*** Provided records Section Begins ***

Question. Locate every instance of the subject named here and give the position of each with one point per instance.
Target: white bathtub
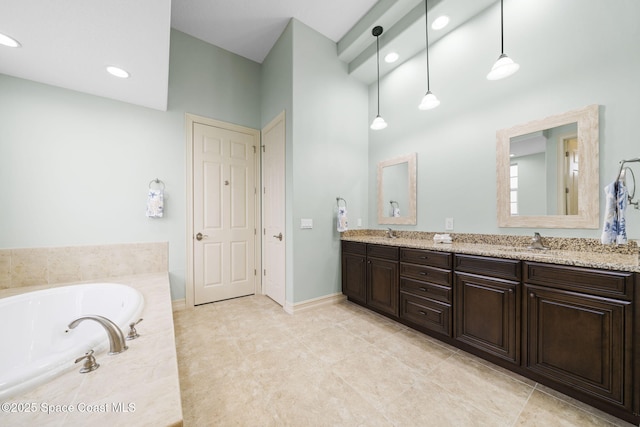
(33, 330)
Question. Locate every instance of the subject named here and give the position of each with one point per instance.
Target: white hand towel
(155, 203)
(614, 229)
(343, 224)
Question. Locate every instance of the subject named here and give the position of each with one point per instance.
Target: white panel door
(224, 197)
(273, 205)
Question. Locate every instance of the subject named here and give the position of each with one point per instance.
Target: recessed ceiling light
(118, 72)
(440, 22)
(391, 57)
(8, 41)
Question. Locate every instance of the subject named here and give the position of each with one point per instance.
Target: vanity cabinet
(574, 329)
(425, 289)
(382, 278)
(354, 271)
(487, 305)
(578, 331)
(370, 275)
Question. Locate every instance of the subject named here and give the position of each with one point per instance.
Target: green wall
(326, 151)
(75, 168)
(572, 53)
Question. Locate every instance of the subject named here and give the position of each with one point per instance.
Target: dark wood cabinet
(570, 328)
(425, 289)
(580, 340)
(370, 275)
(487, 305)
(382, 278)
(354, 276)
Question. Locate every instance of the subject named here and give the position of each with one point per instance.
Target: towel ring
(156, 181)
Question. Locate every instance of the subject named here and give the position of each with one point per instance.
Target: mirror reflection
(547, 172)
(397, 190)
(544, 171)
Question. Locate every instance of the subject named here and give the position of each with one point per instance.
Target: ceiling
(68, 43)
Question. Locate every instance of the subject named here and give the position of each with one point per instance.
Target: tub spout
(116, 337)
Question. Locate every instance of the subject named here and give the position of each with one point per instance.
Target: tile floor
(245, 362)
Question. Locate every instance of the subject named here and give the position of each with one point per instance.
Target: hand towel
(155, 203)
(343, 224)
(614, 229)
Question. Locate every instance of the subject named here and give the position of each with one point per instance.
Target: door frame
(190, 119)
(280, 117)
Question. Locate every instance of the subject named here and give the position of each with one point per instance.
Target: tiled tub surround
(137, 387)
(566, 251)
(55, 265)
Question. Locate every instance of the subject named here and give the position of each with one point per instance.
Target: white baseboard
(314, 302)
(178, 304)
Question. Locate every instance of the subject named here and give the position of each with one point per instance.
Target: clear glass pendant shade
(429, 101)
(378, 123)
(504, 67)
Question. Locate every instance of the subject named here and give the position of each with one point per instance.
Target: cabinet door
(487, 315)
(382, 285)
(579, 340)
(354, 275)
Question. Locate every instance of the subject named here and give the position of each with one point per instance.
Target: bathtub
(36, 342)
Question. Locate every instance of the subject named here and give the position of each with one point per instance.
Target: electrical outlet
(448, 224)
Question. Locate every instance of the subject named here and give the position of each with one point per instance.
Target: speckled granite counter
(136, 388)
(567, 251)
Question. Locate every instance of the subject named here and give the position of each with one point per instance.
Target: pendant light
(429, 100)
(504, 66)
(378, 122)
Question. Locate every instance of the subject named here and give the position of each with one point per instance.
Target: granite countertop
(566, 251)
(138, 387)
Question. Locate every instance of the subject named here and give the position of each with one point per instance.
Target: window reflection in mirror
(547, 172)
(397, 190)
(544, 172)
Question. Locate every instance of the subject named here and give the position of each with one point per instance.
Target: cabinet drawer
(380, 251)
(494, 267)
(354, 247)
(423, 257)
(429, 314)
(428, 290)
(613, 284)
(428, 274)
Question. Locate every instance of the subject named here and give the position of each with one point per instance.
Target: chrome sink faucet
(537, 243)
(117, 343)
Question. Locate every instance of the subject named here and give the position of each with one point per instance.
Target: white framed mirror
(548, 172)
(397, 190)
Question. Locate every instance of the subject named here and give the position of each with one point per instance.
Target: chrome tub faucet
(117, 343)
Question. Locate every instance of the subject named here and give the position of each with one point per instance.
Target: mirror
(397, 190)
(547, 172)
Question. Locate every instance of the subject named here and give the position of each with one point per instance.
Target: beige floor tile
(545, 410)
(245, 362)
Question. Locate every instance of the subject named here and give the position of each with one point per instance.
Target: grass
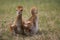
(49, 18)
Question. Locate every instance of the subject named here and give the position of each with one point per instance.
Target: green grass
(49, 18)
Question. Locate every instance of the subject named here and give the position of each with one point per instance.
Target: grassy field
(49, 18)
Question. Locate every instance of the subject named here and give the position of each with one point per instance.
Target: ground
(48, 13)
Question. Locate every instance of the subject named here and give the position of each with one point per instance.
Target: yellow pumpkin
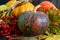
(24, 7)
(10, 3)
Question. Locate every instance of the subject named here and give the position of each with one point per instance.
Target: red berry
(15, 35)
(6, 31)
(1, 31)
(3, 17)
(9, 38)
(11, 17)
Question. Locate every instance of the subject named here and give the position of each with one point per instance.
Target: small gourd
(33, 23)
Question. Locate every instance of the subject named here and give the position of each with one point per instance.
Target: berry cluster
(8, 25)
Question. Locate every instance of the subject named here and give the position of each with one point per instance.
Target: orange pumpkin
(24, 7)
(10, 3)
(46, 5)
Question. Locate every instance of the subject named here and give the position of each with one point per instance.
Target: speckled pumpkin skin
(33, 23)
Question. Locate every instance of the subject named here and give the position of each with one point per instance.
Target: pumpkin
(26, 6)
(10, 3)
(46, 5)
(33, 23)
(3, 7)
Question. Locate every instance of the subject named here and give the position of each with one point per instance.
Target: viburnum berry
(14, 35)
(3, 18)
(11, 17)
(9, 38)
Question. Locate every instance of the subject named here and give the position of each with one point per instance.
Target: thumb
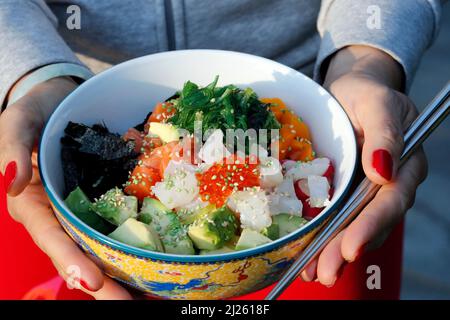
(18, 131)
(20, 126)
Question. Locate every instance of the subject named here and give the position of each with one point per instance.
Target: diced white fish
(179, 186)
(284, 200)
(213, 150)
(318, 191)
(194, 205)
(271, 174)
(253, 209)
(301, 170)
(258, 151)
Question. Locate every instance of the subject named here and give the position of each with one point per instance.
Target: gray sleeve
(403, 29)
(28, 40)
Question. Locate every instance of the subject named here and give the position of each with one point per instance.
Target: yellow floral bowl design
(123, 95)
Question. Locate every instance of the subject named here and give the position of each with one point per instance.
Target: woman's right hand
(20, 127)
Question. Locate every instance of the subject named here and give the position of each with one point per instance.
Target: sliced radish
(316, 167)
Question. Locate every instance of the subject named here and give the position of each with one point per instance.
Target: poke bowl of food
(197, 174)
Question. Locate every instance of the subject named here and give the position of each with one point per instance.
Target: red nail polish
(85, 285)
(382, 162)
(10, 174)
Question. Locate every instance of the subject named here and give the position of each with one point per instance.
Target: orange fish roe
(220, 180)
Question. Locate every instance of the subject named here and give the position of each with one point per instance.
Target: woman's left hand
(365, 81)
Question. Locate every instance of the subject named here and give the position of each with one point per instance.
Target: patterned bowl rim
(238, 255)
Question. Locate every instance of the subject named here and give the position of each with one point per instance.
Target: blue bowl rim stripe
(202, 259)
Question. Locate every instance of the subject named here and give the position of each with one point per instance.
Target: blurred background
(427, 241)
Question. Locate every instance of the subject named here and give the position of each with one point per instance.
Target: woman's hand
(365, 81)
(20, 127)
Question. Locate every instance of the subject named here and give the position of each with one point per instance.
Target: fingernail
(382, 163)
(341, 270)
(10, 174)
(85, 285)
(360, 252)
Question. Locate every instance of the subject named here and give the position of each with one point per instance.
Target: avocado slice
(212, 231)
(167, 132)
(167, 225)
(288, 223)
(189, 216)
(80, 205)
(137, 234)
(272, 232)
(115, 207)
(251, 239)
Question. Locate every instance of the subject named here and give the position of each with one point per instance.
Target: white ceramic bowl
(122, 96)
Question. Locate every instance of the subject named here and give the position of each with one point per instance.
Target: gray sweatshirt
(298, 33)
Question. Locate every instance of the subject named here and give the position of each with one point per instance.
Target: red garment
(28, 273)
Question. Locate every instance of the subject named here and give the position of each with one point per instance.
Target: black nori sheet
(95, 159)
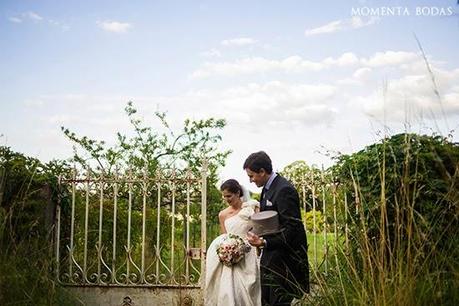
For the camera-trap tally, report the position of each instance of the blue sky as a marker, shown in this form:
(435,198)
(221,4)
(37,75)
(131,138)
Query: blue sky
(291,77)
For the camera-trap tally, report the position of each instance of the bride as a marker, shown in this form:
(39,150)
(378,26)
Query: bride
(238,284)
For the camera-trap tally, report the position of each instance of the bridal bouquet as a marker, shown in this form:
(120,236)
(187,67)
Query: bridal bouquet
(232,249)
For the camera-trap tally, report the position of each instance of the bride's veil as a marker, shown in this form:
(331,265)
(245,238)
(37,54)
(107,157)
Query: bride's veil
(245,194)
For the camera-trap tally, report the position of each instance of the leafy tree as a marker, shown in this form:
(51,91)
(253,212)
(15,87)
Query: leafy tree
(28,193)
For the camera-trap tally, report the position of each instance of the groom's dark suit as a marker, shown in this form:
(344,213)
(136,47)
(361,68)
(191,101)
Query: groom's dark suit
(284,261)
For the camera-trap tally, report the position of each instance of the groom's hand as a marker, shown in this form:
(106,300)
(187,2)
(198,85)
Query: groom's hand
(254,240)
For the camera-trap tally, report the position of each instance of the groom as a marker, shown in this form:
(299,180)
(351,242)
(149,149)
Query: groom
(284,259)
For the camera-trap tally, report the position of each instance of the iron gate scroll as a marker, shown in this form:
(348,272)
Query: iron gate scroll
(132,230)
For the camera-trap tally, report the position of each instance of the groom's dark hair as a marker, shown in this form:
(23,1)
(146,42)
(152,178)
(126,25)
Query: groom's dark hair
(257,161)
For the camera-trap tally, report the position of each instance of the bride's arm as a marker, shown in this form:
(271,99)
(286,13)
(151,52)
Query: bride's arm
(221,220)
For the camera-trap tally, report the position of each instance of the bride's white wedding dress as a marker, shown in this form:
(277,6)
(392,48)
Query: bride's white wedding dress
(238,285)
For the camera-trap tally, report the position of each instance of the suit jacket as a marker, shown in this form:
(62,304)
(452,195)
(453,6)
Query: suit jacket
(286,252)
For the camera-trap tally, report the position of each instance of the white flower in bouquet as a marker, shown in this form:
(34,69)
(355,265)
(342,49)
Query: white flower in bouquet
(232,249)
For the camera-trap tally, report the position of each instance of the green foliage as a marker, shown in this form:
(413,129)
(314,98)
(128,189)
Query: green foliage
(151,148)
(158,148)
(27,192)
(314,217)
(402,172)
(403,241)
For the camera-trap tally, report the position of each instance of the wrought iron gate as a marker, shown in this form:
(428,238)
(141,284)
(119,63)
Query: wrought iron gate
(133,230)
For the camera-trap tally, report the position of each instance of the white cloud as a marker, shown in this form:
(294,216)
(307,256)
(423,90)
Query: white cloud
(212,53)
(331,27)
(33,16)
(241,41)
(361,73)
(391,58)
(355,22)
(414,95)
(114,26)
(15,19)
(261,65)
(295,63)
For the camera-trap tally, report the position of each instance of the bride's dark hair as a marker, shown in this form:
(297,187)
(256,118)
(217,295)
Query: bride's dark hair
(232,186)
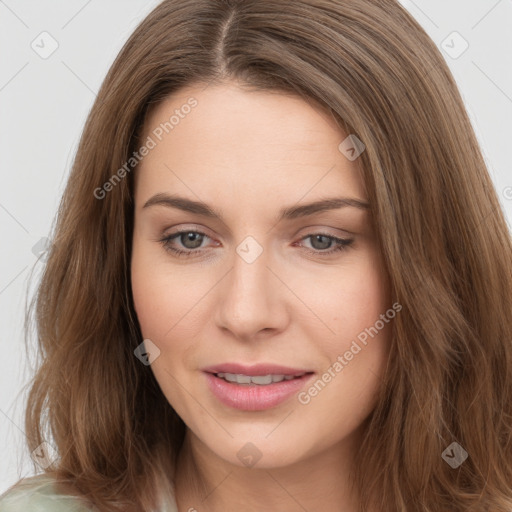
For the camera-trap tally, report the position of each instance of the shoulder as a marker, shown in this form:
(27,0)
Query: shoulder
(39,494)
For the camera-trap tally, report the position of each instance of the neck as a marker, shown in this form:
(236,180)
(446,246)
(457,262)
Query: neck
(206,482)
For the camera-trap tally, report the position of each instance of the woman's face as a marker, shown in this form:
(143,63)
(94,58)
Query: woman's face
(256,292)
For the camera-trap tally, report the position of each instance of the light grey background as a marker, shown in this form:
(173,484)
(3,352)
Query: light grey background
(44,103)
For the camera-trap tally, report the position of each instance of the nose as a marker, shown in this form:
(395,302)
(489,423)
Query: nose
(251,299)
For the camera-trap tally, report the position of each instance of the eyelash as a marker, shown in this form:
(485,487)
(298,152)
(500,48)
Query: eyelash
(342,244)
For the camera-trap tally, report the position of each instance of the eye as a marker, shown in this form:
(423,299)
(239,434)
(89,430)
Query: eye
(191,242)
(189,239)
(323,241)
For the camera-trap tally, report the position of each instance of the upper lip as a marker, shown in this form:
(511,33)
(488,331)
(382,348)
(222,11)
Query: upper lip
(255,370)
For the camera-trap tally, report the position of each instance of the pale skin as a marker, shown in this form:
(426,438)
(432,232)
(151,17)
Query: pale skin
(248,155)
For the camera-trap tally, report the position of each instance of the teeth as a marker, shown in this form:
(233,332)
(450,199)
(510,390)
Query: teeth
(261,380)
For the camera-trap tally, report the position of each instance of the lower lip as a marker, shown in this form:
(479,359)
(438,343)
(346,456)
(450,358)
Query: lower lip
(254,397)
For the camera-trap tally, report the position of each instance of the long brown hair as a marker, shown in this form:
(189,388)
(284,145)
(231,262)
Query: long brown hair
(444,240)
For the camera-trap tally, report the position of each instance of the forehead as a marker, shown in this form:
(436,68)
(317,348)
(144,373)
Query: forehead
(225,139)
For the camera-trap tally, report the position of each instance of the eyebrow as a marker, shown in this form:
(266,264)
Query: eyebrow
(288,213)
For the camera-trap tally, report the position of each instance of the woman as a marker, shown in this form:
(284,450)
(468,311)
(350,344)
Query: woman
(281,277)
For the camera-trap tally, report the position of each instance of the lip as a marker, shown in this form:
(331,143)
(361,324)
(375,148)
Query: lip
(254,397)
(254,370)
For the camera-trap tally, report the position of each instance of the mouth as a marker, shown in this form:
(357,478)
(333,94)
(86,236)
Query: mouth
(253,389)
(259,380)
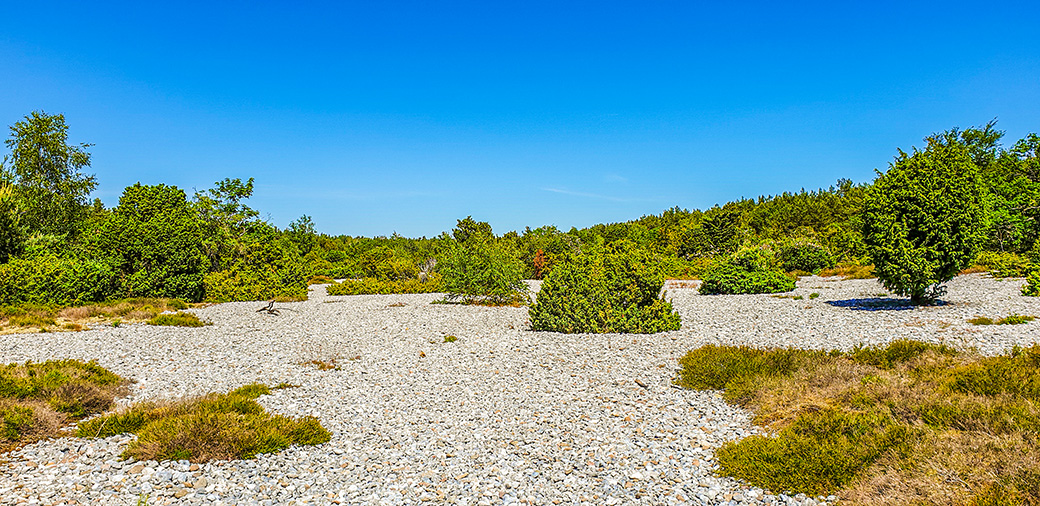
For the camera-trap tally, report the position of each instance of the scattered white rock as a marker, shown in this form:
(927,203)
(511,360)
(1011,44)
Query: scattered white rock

*** Provided records Section Ends ***

**Task goal:** Search the entries for the word "rock". Copy every line where it occurs.

**Exercise output:**
For the camera-trap tally, report the position of each instance of the scattered white rock as a marker, shown in this form:
Query: scattered white rock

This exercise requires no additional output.